This diagnosis coding trick can help you avoid denials Be specific: CPT uses pancreatic beta cell function to distinguish Type I (250.x1 and 250.x3) from Type II (250.x0 and 250.x2). A Type I diabetes patient's pancreatic beta cells can secrete no insulin; in Type II diabetes, these cells are impaired but can still secrete some insulin. A Type I patient must use insulin; a Type II patient might use insulin, depending on the severity of the disease.
You've found the correct ICD-9 code for diabetic retinopathy, but don't stop there or your claim will be incomplete - you must also pick a code that describes the kind of diabetes that caused the retinopathy.
Under the "diabetic retinopathy" (362.0x) heading, ICD-9 directs you to "Code first diabetes (250.5)," says Nancy Cockrell, CPC, insurance manager at Jackson Eye Associates in Jackson, Miss. Use code 250.5x (Diabetes with ophthalmic manifestations) as a primary diagnosis and use the diabetic retinopathy code as a secondary diagnosis, she says.

·····

[DESCRIPTION OF THE TASK]:
Update the coding article's passage that begins with the words "You've found the" and ends with "diagnosis, she says.". Write it out again with "diabetic eye disease" in place of "diabetic retinopathy".

[RAW DATA]:
·····

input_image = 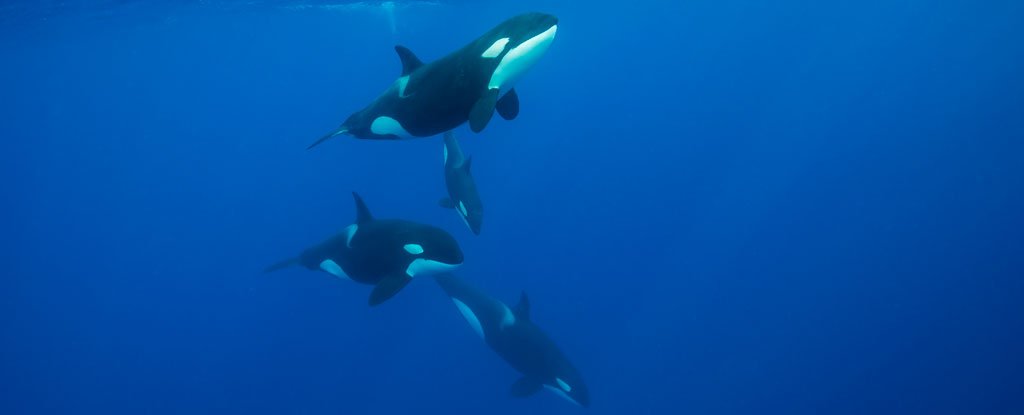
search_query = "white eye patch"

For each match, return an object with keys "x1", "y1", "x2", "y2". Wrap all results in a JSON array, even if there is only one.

·····

[THE ANSWER]:
You've found the correct ICD-9 code for diabetic eye disease, but don't stop there or your claim will be incomplete - you must also pick a code that describes the kind of diabetes that caused the retinopathy.
Under the "diabetic eye disease" (362.0x) heading, ICD-9 directs you to "Code first diabetes (250.5)," says Nancy Cockrell, CPC, insurance manager at Jackson Eye Associates in Jackson, Miss. Use code 250.5x (Diabetes with ophthalmic manifestations) as a primary diagnosis and use the diabetic eye disease code as a secondary diagnosis, she says.